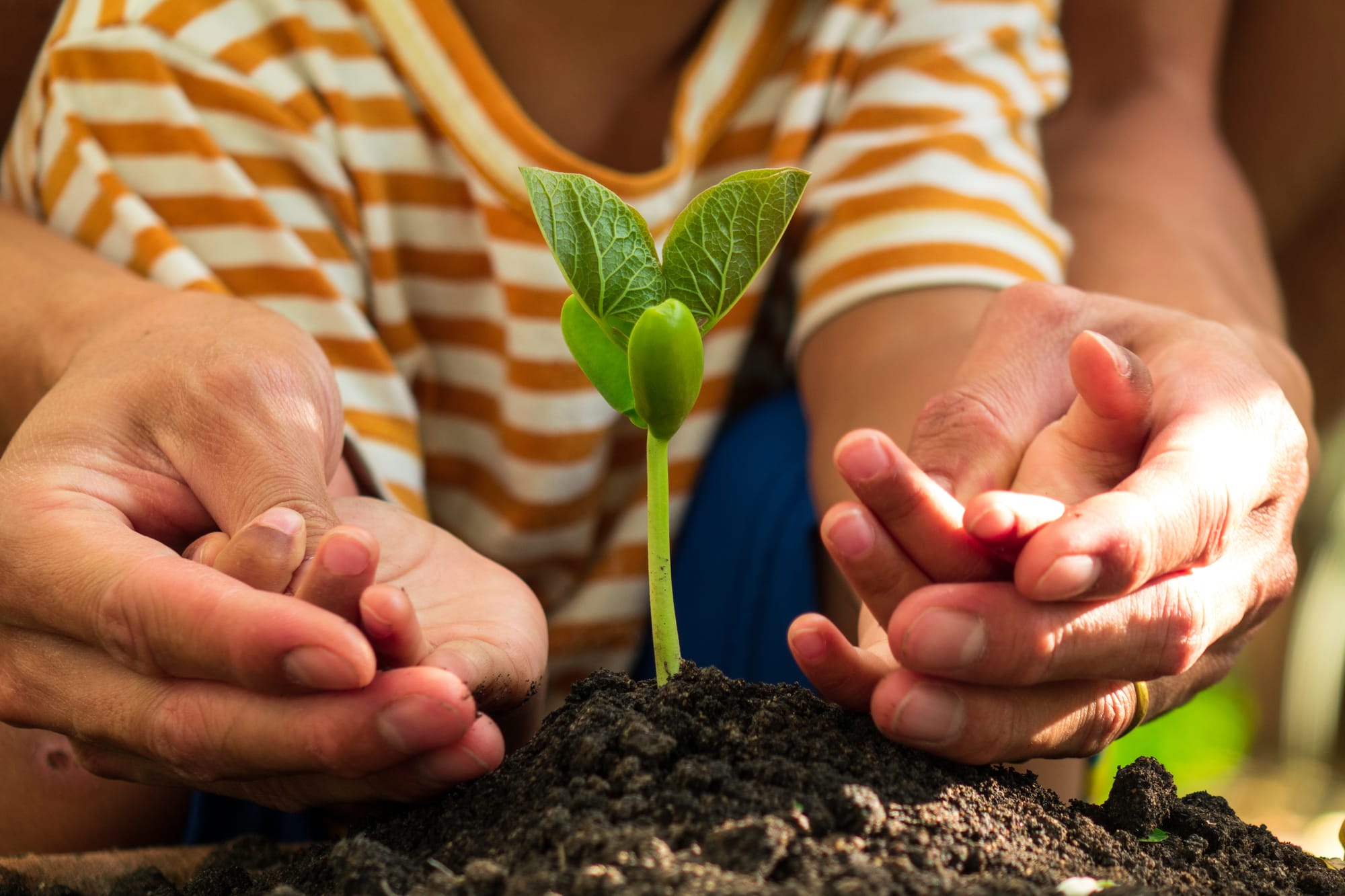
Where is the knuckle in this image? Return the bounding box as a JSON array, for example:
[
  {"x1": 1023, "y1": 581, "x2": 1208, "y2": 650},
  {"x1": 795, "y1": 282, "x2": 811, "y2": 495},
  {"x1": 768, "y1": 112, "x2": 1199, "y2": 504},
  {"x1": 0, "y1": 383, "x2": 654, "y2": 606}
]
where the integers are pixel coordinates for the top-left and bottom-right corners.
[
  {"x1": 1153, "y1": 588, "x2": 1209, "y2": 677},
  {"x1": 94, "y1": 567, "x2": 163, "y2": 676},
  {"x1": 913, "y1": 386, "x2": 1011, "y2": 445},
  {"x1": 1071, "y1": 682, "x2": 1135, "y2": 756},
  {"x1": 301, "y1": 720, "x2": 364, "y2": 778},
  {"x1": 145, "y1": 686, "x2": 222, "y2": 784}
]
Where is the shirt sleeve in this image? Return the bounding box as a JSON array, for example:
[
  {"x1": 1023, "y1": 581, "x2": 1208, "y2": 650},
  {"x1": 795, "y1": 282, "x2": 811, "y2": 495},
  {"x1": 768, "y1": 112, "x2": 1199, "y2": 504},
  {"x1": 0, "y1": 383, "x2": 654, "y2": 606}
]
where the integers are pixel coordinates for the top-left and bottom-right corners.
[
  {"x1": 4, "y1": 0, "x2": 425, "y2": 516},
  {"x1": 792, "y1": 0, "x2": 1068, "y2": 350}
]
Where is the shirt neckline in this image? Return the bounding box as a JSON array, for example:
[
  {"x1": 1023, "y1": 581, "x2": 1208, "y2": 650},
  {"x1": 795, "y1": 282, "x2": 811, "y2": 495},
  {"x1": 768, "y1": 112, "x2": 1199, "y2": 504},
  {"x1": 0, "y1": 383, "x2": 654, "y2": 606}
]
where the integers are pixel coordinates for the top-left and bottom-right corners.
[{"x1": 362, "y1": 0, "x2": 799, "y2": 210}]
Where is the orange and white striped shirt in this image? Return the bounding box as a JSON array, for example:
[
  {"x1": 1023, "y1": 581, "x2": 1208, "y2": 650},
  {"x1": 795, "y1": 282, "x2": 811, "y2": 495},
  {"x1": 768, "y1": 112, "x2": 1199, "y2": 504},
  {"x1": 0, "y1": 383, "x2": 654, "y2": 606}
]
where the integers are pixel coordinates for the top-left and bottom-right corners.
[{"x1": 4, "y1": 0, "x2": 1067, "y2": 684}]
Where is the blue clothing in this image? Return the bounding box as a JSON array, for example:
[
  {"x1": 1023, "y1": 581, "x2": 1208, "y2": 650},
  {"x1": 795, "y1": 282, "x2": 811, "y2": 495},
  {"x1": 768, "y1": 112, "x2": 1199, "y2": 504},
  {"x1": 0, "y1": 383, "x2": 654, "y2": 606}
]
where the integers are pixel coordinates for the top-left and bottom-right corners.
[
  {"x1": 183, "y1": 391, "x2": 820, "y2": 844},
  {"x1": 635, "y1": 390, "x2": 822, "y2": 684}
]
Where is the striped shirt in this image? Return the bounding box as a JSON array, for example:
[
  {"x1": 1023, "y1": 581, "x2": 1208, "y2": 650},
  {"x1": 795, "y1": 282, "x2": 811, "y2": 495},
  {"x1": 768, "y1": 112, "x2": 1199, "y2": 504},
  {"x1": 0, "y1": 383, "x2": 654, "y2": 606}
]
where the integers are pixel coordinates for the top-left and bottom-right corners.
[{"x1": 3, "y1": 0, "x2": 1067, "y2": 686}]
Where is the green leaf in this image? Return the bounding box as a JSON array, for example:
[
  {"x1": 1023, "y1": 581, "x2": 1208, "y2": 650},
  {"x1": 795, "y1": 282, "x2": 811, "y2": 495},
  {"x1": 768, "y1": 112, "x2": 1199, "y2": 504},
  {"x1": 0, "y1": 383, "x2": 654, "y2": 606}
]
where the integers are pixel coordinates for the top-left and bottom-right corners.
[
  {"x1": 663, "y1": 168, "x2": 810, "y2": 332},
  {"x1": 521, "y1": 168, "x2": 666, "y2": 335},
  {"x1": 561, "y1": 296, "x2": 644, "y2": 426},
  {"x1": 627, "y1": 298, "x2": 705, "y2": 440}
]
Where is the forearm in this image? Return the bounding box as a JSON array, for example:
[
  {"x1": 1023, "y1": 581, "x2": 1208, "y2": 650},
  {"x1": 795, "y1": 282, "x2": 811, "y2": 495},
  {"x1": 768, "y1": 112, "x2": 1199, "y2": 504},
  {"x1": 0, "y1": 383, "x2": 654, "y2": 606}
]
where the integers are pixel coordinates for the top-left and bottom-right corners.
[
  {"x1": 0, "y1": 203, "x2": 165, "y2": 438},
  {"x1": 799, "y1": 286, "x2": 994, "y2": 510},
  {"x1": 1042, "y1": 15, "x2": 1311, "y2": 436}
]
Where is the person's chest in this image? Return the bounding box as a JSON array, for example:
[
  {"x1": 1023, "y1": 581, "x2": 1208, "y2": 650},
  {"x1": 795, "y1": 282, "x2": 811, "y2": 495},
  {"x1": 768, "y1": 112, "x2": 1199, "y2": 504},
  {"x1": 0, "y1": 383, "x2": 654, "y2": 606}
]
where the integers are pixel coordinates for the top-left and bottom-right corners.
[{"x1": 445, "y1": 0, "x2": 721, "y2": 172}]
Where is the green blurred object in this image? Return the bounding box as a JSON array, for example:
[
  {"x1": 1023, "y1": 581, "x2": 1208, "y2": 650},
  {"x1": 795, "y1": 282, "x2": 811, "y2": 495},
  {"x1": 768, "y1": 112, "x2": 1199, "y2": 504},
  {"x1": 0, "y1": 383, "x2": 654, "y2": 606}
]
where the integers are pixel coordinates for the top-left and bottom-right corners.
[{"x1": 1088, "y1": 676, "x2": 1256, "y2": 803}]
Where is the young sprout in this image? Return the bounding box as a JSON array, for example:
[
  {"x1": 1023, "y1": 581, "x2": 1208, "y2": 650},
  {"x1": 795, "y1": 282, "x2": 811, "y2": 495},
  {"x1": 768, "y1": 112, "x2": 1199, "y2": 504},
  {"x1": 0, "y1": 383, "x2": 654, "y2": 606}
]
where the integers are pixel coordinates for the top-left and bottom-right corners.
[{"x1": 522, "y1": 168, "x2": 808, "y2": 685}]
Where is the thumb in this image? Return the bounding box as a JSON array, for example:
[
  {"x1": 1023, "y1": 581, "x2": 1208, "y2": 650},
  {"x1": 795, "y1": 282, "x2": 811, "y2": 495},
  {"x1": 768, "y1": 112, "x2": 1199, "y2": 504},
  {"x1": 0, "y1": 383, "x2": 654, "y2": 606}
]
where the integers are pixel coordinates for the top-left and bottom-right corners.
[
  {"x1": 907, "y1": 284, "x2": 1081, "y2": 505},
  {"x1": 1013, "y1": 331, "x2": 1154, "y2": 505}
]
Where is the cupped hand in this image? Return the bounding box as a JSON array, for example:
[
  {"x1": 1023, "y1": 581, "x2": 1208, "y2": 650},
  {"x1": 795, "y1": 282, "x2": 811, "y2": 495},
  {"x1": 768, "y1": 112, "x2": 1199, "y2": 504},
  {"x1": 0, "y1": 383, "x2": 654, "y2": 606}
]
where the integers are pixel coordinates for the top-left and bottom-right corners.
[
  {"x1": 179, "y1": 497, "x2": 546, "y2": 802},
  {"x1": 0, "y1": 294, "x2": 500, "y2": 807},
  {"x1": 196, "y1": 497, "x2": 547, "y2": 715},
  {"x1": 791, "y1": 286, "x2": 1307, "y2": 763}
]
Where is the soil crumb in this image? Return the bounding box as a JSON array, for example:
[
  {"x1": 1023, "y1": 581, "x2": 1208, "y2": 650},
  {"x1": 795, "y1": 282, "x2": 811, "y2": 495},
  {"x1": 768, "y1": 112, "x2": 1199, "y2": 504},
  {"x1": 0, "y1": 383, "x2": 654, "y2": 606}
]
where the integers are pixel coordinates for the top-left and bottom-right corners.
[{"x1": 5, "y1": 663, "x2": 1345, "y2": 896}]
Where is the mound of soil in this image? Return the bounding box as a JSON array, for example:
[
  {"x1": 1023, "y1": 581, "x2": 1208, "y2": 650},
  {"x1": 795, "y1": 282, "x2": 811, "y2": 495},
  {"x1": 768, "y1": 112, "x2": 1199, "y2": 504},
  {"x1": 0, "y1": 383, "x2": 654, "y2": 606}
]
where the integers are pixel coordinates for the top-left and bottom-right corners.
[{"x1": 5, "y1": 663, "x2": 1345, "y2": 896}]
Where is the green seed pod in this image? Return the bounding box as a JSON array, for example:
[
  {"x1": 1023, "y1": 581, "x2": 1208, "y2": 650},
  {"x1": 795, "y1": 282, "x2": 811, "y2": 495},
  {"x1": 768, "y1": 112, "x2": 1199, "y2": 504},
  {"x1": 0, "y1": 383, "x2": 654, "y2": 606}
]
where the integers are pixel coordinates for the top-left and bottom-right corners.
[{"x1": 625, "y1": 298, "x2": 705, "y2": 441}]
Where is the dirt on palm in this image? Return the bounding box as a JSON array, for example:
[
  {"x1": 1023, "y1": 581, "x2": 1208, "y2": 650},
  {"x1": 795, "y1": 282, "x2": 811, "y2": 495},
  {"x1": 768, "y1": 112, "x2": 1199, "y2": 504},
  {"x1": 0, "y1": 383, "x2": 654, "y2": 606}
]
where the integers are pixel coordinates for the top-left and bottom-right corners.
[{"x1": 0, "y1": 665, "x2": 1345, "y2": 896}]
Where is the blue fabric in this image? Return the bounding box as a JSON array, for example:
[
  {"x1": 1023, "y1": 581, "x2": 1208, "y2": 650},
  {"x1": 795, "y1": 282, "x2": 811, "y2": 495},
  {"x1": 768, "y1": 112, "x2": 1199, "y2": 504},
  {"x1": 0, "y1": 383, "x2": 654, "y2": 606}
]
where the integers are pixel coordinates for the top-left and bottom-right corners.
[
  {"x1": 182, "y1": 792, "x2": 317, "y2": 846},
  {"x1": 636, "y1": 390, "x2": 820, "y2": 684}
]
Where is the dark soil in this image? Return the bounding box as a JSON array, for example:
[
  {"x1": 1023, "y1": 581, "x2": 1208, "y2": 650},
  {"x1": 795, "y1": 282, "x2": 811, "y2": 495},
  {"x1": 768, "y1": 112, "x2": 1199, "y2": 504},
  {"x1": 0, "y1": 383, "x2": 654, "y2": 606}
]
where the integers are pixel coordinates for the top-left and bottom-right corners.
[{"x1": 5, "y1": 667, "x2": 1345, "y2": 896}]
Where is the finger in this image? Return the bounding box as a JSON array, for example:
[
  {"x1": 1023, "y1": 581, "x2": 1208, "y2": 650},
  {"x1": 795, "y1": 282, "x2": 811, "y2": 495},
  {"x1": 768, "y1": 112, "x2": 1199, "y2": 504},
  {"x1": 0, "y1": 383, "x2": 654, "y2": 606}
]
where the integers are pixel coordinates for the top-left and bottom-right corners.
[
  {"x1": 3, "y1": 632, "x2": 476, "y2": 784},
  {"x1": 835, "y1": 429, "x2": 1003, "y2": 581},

Requirements: Report the number of lines in the material above that contain the string "blue". Give the number alone.

Output of the exercise: 2